◆ Stated task: Report each line of the data below that contains the string "grey".

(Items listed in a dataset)
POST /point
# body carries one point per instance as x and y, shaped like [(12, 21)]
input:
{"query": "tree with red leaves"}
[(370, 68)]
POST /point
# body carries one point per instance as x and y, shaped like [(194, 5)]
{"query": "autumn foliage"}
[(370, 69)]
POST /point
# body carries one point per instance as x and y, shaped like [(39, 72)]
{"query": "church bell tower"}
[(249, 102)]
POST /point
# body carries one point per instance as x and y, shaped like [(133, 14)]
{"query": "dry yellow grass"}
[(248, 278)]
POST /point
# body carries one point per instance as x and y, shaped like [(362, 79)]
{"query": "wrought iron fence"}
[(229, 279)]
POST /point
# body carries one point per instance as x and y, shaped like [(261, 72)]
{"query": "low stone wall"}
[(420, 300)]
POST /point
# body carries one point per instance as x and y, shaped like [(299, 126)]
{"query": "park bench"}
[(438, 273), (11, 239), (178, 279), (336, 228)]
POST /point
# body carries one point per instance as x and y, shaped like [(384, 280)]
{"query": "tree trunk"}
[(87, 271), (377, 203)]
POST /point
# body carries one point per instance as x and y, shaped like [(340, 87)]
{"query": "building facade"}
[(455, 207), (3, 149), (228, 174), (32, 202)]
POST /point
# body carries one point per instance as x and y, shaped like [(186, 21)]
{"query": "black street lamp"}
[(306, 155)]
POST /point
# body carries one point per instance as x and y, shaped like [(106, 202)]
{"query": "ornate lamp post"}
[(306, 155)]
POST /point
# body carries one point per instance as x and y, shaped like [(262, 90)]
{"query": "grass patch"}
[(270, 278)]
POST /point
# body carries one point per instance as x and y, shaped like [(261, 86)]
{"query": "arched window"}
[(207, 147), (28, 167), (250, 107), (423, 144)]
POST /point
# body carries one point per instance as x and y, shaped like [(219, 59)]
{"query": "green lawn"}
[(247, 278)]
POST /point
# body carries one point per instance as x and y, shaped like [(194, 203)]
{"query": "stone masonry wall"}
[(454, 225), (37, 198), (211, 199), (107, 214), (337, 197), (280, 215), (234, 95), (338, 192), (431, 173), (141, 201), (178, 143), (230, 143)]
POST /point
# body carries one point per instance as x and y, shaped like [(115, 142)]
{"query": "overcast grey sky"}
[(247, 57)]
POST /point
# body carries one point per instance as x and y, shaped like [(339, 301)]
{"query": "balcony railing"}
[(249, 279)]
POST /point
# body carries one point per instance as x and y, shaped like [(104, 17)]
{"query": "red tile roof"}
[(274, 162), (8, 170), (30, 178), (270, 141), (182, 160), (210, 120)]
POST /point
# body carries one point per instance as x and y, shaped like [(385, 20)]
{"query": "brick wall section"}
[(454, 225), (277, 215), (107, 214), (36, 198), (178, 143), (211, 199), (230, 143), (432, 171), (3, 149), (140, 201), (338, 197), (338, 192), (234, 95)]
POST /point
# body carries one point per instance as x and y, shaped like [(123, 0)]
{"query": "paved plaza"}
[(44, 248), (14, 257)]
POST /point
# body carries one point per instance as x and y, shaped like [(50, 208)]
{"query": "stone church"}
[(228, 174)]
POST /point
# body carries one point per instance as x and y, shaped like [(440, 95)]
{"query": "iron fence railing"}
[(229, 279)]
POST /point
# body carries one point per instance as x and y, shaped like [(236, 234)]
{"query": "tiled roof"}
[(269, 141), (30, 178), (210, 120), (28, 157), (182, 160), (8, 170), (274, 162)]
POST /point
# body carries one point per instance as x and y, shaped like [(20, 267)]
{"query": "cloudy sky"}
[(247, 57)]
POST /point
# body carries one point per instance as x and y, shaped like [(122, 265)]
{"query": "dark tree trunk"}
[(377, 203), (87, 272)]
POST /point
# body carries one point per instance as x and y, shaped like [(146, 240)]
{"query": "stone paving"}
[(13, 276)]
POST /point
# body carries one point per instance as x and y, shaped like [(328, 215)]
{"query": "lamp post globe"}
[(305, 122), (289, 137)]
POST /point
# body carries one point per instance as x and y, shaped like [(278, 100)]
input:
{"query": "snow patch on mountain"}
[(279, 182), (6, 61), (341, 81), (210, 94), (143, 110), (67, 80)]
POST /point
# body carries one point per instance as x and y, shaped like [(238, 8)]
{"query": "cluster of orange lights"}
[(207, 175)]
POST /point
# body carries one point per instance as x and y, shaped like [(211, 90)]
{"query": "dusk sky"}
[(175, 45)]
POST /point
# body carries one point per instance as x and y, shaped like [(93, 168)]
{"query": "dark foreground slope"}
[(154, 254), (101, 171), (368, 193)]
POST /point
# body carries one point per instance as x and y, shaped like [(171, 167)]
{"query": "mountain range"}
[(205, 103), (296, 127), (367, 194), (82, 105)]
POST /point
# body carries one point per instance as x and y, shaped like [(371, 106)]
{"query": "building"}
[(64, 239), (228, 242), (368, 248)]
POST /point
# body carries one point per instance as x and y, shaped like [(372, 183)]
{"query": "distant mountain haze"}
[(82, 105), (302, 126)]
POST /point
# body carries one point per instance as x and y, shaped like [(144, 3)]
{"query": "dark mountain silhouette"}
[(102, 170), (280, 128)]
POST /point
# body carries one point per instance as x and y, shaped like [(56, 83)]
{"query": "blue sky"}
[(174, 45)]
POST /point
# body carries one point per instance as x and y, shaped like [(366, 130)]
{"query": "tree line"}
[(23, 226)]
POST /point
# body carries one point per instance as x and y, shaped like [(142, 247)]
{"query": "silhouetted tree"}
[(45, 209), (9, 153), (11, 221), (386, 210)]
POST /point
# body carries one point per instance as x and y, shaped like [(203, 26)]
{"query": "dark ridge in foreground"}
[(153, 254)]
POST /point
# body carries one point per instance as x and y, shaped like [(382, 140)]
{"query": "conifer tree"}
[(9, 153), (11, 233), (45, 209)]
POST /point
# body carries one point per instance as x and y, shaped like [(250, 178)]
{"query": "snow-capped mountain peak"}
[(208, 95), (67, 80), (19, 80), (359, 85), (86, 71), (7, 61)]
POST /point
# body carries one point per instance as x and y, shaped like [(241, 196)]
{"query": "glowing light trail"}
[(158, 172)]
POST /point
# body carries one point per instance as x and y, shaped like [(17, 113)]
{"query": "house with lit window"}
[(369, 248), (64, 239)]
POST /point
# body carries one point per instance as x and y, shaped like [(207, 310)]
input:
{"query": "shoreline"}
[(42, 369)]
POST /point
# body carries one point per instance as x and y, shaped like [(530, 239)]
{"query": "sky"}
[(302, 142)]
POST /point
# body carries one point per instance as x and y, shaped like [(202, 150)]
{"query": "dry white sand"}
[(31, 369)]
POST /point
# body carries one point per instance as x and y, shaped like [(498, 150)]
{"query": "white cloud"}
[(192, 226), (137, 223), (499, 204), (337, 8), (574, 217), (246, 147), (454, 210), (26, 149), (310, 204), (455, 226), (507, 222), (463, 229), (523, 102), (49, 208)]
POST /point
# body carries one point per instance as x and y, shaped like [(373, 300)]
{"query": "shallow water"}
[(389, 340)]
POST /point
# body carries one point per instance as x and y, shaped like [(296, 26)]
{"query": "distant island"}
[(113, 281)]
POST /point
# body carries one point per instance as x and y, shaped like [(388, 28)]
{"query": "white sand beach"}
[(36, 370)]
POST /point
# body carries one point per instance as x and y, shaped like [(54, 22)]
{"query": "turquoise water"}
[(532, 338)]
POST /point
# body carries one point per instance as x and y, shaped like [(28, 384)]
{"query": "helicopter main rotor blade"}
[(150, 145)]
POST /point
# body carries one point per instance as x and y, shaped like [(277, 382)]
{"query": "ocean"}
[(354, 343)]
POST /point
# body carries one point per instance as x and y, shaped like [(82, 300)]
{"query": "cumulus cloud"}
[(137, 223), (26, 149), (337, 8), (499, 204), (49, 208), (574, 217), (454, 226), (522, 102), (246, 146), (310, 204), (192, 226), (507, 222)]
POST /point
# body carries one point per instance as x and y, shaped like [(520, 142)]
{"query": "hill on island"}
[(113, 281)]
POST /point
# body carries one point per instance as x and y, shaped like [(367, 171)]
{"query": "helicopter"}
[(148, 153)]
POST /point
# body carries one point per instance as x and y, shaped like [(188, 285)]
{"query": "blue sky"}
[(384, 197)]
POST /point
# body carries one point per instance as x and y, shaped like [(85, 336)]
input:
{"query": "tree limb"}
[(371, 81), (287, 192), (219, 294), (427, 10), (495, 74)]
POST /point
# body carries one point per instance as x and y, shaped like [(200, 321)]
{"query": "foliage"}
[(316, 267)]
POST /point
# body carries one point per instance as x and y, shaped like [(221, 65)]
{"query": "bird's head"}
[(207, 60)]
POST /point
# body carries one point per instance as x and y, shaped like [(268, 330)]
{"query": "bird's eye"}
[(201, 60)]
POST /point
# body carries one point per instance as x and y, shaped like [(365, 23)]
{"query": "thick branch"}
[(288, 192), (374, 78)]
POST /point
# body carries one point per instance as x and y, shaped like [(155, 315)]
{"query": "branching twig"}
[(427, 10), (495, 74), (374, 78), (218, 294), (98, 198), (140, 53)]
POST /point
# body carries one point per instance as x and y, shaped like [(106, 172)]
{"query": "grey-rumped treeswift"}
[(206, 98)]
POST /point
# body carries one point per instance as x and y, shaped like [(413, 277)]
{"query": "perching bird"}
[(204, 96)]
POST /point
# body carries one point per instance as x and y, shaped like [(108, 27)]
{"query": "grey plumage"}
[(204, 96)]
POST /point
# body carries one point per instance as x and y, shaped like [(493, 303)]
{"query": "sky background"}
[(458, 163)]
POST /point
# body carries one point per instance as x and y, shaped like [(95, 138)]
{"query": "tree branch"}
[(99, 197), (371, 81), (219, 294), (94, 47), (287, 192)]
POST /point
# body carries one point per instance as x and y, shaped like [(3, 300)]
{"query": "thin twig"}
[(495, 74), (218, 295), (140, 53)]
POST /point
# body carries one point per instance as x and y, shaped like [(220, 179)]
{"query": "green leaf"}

◆ Solution to this task:
{"query": "overcast grey sky"}
{"query": "grey-rumped treeswift"}
{"query": "grey plumage"}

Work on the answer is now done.